## Records of labeled points
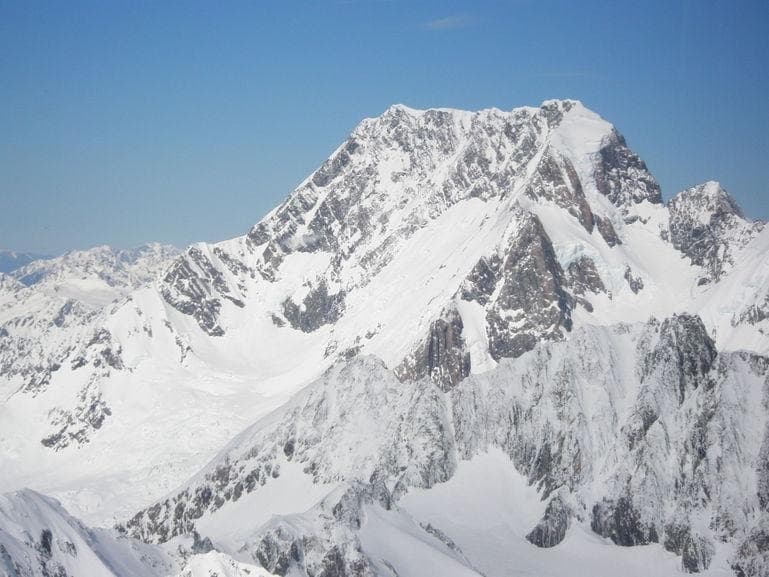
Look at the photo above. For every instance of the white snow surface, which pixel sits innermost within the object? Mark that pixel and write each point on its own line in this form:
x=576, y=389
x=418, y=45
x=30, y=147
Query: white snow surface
x=395, y=221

## WORK INSTRUCTIONS
Output every line of the items above as a numbered list, omitting blank lines and the pictures.

## FULL OUTPUT
1. Look at the photo above. For every instance of the white snow surface, which pixel sits innermost within the object? Mark that pixel and write each point on its own line in this form:
2. x=576, y=389
3. x=418, y=45
4. x=30, y=147
5. Query: white snow surface
6. x=395, y=221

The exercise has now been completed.